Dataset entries
<<<<

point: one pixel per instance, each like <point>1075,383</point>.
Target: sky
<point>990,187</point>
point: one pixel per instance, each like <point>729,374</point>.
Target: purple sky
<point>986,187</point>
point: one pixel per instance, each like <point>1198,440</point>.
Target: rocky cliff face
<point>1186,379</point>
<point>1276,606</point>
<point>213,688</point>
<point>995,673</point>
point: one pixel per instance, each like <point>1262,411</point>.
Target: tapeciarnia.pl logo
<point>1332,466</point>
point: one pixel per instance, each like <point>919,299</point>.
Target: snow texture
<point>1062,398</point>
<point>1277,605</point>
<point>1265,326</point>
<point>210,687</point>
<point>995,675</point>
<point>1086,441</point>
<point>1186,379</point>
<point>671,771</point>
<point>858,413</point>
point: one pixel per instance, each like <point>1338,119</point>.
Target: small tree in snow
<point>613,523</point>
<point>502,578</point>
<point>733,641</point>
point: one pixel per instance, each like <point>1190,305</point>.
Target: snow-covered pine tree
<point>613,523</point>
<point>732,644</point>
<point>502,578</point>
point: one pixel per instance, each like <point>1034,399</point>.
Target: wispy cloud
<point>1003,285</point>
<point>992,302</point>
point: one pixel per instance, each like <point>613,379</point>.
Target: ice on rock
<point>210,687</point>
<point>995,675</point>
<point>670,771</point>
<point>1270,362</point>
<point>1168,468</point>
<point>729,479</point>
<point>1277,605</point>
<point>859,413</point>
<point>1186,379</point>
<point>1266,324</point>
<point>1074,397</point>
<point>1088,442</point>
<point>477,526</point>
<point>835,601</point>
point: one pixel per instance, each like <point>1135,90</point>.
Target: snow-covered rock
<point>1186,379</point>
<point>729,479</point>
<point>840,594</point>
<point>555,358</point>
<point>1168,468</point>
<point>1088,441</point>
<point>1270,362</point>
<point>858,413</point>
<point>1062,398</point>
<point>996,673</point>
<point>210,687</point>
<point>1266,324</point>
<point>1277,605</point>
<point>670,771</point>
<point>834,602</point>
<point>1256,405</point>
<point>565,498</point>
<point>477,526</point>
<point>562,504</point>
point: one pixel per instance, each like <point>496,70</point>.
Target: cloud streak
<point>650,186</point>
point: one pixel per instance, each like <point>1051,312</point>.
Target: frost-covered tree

>>>>

_Goal of the exercise_.
From the data above, pick out each line containing "like" and copy it.

_Response to this task_.
point: one pixel per instance, each like <point>1075,383</point>.
point: one pixel per instance, each like <point>729,374</point>.
point: one pixel per instance, each like <point>1198,440</point>.
point: one pixel per instance, each like <point>1262,411</point>.
point: one pixel per instance, each like <point>919,299</point>.
point: one pixel per instance, each like <point>1338,119</point>.
point: one pixel per instance, each like <point>1190,305</point>.
point: one pixel per instance, each like <point>1034,399</point>.
point: one pixel per instance, each like <point>613,379</point>.
point: one pixel per instance, each like <point>1135,90</point>.
point: one pixel per instance, each like <point>496,70</point>.
point: one pixel per instance, each like <point>1051,312</point>.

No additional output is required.